Exercise aim ::
Starting at the line with "Target: mountain", return every line through the final one of the data, word for word. Pictures stay out.

Material provided ::
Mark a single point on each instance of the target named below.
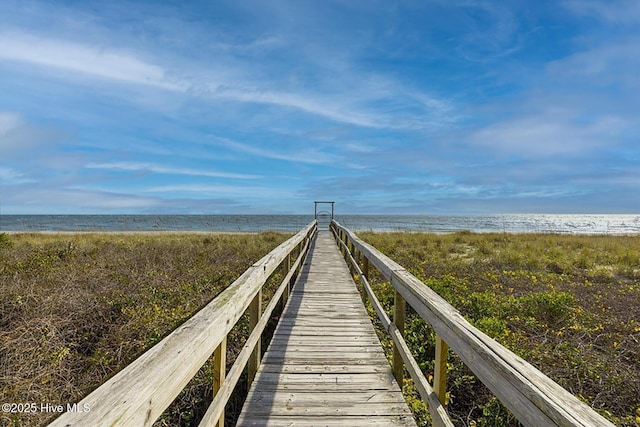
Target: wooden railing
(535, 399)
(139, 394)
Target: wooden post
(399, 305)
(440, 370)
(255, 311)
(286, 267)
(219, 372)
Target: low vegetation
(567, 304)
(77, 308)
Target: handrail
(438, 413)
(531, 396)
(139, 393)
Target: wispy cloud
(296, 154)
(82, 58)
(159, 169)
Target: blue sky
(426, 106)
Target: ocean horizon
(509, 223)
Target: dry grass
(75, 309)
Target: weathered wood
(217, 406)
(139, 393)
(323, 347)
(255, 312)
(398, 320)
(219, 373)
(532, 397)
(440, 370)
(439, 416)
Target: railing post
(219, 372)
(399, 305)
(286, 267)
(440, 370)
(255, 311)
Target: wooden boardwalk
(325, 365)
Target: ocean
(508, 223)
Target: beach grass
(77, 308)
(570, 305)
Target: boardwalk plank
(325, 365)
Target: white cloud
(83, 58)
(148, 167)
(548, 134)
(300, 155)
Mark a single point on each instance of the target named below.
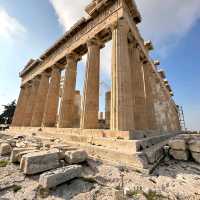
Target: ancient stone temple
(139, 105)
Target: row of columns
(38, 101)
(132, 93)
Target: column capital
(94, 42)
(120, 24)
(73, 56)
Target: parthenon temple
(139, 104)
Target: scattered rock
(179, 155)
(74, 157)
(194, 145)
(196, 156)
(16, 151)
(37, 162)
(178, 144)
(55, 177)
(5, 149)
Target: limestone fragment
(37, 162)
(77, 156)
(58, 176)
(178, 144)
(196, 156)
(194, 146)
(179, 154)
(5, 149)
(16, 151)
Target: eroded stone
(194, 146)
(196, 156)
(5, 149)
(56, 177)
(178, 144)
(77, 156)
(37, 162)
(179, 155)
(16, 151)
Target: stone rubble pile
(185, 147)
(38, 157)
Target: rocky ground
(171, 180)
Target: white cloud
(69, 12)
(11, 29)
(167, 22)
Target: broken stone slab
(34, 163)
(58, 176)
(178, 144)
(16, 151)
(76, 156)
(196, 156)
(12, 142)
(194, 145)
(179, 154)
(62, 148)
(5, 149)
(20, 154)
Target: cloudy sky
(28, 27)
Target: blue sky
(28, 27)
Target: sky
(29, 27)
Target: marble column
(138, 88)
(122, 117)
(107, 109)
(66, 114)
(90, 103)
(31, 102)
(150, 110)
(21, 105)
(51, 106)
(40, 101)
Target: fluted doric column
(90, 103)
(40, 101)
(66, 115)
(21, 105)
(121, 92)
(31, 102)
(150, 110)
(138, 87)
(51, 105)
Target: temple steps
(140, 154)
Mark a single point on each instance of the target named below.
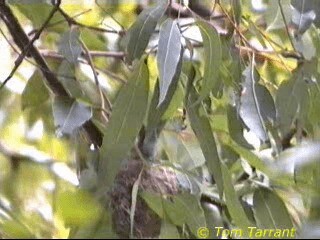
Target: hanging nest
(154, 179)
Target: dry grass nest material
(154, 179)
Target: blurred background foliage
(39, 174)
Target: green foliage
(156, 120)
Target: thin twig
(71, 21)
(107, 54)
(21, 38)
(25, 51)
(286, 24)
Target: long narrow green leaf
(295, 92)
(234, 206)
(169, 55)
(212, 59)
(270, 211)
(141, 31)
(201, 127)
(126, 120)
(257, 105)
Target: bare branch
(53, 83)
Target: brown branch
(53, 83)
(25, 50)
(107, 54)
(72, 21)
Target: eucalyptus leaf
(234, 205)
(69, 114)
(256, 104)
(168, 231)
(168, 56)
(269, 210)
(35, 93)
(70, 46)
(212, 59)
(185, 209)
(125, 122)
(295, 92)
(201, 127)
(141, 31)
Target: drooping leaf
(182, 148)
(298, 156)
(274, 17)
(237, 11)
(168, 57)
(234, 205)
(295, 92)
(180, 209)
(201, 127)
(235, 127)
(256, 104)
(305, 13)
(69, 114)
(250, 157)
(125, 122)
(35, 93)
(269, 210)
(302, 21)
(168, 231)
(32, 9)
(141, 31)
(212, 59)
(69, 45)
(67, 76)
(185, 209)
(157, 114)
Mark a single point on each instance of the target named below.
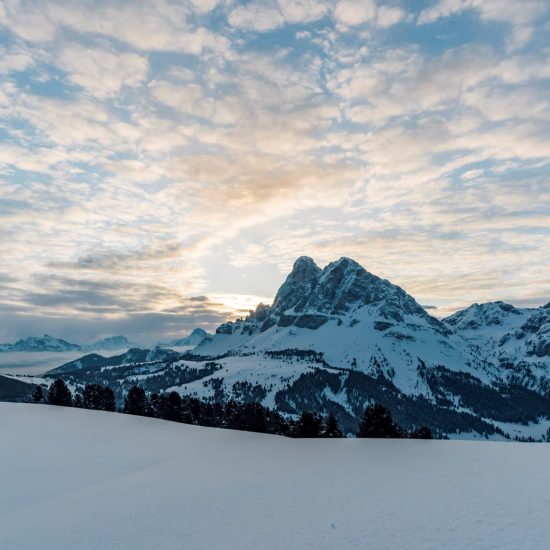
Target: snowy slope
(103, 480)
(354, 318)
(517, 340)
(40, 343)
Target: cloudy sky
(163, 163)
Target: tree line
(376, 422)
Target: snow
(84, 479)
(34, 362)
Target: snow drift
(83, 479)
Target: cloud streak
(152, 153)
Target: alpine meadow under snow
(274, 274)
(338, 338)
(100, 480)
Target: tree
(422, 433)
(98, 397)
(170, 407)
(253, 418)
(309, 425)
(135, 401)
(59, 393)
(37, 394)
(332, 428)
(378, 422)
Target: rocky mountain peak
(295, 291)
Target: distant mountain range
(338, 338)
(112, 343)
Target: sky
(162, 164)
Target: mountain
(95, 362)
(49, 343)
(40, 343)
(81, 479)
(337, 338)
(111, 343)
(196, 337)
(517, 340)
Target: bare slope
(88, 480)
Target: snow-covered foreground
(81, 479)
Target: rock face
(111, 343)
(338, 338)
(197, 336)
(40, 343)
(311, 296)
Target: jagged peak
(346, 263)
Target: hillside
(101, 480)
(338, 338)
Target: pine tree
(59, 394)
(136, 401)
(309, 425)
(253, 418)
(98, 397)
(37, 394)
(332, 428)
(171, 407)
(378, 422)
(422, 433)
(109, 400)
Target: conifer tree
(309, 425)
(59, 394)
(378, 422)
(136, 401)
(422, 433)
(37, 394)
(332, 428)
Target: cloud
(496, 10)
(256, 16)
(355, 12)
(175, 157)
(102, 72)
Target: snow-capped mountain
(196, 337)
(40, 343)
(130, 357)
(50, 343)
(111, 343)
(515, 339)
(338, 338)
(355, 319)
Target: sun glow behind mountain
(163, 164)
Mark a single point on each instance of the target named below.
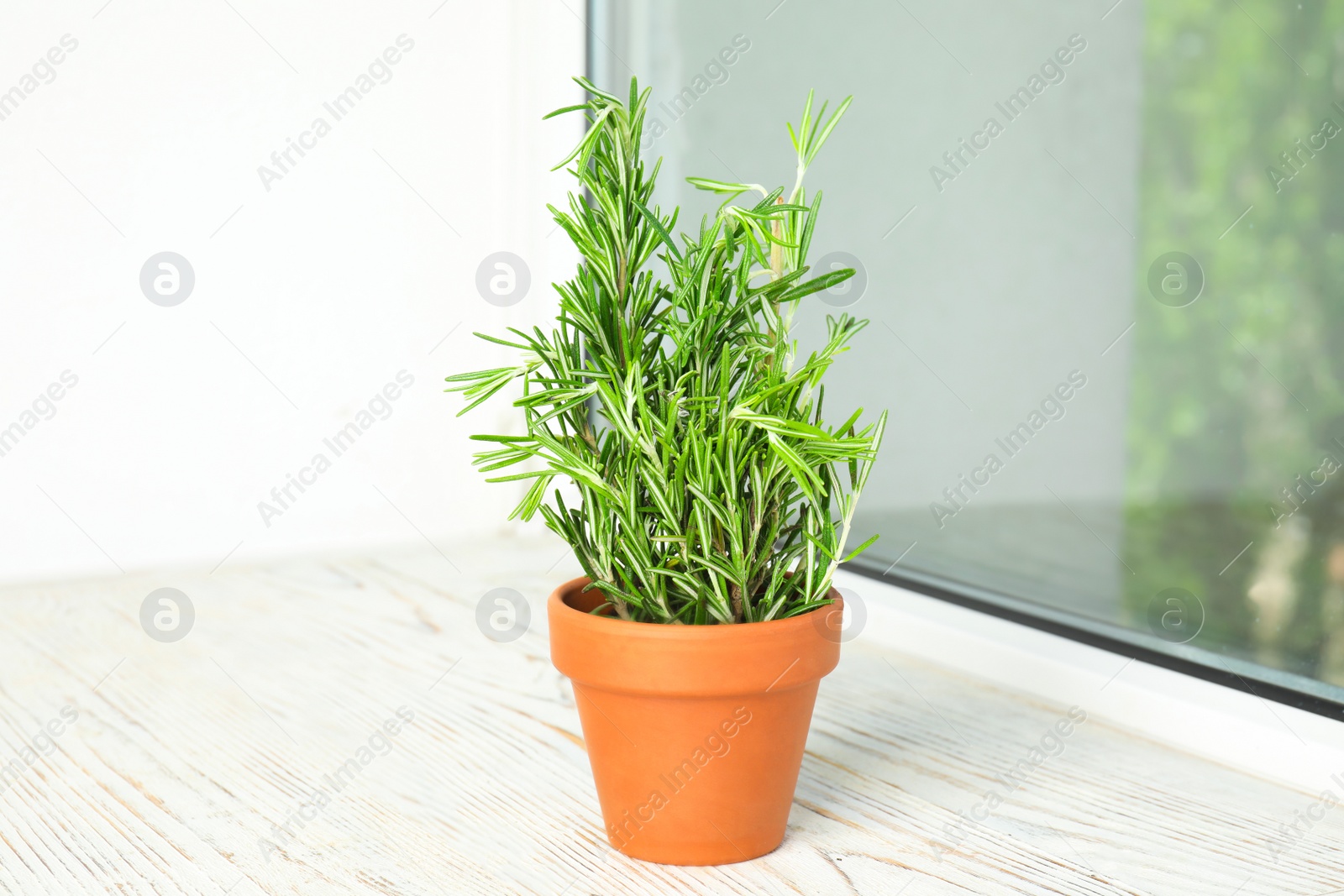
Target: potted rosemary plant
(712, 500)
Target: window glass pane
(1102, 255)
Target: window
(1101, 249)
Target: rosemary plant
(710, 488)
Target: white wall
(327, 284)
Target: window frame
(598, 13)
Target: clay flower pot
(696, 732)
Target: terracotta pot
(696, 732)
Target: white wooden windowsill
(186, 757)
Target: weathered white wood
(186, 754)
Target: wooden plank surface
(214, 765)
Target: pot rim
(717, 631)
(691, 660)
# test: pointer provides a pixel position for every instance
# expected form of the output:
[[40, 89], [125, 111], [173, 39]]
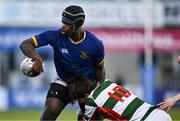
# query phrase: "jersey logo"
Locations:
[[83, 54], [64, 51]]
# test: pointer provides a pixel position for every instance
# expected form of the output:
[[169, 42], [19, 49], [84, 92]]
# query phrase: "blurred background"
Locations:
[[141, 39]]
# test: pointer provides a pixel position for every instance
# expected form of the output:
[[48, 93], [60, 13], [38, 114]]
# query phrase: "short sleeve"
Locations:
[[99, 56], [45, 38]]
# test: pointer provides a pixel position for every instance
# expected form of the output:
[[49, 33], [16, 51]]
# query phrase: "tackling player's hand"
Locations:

Response for this exercise ::
Target: mountain
(95, 362)
(49, 343)
(40, 343)
(81, 479)
(337, 338)
(111, 343)
(196, 337)
(517, 340)
Target: bare slope
(88, 480)
Target: snow-covered foreground
(81, 479)
Target: rock face
(111, 343)
(338, 338)
(197, 336)
(40, 343)
(311, 296)
Target: jagged peak
(346, 263)
Target: hillside
(101, 480)
(338, 338)
Target: pine tree
(59, 394)
(136, 401)
(309, 425)
(253, 418)
(98, 397)
(37, 394)
(332, 428)
(171, 407)
(378, 422)
(422, 433)
(109, 400)
Target: conifer tree
(309, 425)
(59, 394)
(378, 422)
(136, 401)
(422, 433)
(37, 394)
(332, 428)
Target: cloud
(496, 10)
(256, 16)
(355, 12)
(175, 157)
(102, 72)
Target: snow-capped mountain
(196, 337)
(40, 343)
(130, 357)
(50, 343)
(111, 343)
(515, 339)
(338, 338)
(355, 319)
Target: sun glow behind mountain
(163, 164)
Mark a single point on each instance of the target named below.
Target: potted rosemary plant
(712, 500)
Target: window glass pane
(1102, 255)
Target: window
(1101, 249)
Target: rosemary plant
(710, 488)
Target: white wall
(327, 284)
Target: window frame
(598, 13)
Target: clay flower pot
(696, 732)
Target: terracotta pot
(696, 732)
Target: white wooden windowsill
(186, 757)
Target: weathered white wood
(186, 754)
Target: wooden plank surface
(214, 765)
Target: pot rim
(717, 631)
(691, 660)
# test: pointer provides a pixel position for every instance
# expected form of the output:
[[40, 89], [125, 111], [173, 39]]
# query phrase: "jersey logo"
Locations:
[[83, 54], [64, 51]]
# test: pointer provides a pixel position for every instance
# expected form of the output:
[[169, 42], [19, 49], [84, 92]]
# query phrase: "blurred background"
Locations:
[[141, 39]]
# test: pointer provides a pixel position for every instance
# expected form of the output:
[[48, 93], [60, 13], [38, 114]]
# query phrase: "short sleeve"
Locations:
[[99, 56], [45, 38]]
# test: pointer provides a pixel position for every instance
# expected form of the output:
[[49, 33], [16, 51]]
# query phrase: "tackling player's hand"
Locations:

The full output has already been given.